* [ACTION ITEM] Please retype all the data below exactly, line for line.

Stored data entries
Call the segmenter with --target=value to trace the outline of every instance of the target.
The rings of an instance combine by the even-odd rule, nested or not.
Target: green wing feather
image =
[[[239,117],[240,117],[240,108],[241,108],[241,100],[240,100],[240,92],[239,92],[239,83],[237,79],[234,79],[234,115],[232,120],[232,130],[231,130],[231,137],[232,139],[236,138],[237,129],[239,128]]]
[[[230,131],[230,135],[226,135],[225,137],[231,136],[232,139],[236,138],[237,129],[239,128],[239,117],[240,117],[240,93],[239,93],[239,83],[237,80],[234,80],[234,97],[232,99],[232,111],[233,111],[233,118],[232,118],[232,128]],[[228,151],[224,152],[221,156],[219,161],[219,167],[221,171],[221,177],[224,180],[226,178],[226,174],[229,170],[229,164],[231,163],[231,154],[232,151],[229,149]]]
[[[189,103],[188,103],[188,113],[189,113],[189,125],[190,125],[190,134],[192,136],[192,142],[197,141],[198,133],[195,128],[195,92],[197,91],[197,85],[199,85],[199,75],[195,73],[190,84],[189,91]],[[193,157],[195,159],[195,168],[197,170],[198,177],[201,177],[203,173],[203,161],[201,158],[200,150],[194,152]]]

* [REPLY]
Call the segmenter with --target=value to trace the outline of every instance of the target.
The rings of an instance combine by the even-odd rule, nested or not.
Target: green wing feather
image =
[[[239,117],[240,117],[240,108],[241,108],[241,100],[240,100],[240,92],[239,92],[239,83],[237,79],[234,79],[234,115],[232,120],[232,130],[231,130],[231,137],[232,139],[236,138],[237,129],[239,128]]]
[[[230,131],[230,135],[226,135],[225,137],[231,136],[232,139],[236,138],[237,129],[239,128],[239,117],[240,117],[240,93],[239,93],[239,83],[237,80],[234,80],[234,97],[232,99],[232,111],[233,111],[233,118],[232,118],[232,128]],[[228,151],[224,152],[221,156],[219,161],[219,167],[221,171],[221,177],[224,180],[226,178],[226,174],[229,170],[229,164],[231,163],[231,154],[232,151],[229,149]]]
[[[189,103],[188,103],[188,113],[189,113],[189,125],[190,125],[190,134],[192,136],[192,142],[197,141],[198,133],[195,128],[195,92],[197,91],[197,85],[199,85],[199,75],[195,73],[190,84],[189,91]],[[193,157],[195,159],[195,168],[197,170],[198,177],[201,177],[203,173],[203,161],[201,158],[200,150],[194,152]]]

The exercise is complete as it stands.